* TASK OBJECTIVE:
Give back exactly the lines from the one that includes "Locate the bush" to the last line below, both included, and no further lines.

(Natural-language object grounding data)

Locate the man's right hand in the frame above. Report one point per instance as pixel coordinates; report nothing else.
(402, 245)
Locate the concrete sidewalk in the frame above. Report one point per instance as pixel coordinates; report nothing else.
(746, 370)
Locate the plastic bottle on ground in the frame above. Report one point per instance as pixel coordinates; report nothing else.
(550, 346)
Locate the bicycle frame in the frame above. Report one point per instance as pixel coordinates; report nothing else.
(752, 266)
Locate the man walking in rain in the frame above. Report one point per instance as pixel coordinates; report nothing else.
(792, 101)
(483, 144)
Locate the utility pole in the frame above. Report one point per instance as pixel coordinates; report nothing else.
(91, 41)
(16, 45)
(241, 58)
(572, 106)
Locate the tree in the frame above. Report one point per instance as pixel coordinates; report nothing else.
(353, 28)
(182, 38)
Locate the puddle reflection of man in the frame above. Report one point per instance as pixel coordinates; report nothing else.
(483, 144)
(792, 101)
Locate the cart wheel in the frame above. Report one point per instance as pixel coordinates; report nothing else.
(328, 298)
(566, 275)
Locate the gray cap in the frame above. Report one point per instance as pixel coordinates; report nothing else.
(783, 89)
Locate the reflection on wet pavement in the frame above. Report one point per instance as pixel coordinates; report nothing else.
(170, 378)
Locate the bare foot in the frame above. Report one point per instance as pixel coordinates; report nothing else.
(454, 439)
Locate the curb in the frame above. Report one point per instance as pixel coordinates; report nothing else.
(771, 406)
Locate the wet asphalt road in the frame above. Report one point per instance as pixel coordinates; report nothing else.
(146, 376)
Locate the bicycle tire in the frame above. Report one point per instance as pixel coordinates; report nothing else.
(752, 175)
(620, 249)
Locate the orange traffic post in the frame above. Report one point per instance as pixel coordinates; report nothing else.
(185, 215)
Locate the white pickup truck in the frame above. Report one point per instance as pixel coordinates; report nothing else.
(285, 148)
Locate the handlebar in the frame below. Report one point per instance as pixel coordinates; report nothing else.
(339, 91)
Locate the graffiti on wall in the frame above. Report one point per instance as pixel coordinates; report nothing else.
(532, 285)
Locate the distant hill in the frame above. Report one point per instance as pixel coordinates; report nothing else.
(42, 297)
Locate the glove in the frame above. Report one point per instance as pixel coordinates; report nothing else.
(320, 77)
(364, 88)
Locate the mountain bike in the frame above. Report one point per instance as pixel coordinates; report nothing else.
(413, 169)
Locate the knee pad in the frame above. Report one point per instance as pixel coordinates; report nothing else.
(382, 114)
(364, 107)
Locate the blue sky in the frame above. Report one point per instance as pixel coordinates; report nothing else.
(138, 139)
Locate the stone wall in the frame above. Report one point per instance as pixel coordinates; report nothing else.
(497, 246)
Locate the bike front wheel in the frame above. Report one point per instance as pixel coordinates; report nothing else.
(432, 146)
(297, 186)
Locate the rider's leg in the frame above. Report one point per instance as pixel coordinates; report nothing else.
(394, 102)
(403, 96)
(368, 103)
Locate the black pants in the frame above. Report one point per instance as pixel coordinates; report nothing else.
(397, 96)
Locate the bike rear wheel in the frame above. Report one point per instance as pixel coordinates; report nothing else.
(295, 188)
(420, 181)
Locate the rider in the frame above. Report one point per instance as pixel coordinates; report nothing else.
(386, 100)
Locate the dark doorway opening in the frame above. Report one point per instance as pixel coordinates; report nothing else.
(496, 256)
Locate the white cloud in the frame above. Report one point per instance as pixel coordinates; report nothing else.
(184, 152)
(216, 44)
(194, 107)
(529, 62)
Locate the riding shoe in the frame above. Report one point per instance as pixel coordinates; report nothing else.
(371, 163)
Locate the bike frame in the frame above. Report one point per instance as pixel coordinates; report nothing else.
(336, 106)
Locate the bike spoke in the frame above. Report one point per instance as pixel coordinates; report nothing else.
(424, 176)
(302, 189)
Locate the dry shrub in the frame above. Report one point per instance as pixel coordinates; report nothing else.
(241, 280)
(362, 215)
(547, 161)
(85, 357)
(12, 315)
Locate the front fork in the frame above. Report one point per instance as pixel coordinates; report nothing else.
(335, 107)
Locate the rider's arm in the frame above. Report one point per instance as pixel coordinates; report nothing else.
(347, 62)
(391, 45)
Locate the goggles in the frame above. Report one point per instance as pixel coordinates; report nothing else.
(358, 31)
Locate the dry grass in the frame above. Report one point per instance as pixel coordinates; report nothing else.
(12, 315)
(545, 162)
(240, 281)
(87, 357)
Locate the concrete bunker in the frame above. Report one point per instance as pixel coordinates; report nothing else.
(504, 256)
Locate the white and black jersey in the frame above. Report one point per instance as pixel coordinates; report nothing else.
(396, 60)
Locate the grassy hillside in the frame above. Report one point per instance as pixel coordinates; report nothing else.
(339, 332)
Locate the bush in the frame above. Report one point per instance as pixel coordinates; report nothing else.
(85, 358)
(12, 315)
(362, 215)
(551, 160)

* OUTPUT OF THE TASK:
Locate the bush in the frame above. Report one point per instance as pixel coordinates; report nothing else.
(85, 358)
(12, 315)
(362, 215)
(551, 160)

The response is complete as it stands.